*To be done:*
Print the rows below word for word, from the start of the rows up to and including the line with "pixel 462 462".

Coordinate labeling data:
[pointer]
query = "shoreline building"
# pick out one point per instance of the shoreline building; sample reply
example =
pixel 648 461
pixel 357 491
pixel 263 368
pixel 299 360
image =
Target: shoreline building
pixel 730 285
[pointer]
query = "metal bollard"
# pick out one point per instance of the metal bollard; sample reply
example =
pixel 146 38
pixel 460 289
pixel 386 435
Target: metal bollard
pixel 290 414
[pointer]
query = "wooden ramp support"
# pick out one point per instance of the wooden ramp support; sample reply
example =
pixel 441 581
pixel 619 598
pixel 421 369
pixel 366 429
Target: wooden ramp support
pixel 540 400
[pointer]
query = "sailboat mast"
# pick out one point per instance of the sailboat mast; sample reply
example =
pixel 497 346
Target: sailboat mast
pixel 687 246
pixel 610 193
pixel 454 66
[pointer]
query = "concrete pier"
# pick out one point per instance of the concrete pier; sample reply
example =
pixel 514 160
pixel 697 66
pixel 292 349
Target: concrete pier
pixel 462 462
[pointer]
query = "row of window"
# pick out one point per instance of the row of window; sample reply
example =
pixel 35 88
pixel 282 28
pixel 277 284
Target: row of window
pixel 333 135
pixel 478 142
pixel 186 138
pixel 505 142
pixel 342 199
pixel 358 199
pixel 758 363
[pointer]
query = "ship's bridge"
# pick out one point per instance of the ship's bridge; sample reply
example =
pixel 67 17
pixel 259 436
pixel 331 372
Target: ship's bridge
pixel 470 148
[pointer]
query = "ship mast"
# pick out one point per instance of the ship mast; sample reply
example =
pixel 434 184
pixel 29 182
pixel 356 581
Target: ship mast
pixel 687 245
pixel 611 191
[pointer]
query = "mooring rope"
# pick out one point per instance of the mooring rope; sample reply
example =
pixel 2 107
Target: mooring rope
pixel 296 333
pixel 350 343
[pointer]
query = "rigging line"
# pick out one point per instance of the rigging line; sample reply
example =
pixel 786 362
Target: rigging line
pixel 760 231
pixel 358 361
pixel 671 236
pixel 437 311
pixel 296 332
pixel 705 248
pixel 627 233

*Solution to this exercise:*
[pointer]
query = "shoreline building"
# pick out one point per instance of the shoreline building; sample reply
example =
pixel 648 461
pixel 357 491
pixel 263 368
pixel 299 360
image =
Target: shoreline building
pixel 730 285
[pointer]
query = "metal bollard"
# pick out one point per instance of the metal bollard; sample reply
example =
pixel 146 38
pixel 460 289
pixel 386 435
Target: metal bollard
pixel 290 414
[pointer]
query = "wooden ramp support"
# pick out one point per instance of the wooden ramp support; sample reply
example =
pixel 441 581
pixel 619 598
pixel 421 369
pixel 366 429
Target: wooden ramp support
pixel 540 400
[pointer]
query = "sailboat mast"
# pick out one point per instance of the sailboat mast; sample reply
example =
pixel 497 346
Target: sailboat mast
pixel 687 246
pixel 610 193
pixel 454 66
[pointer]
query = "concrete pier"
# pick out one point per instance of the concrete pier; sample reply
example =
pixel 514 160
pixel 697 66
pixel 292 349
Target: concrete pier
pixel 462 462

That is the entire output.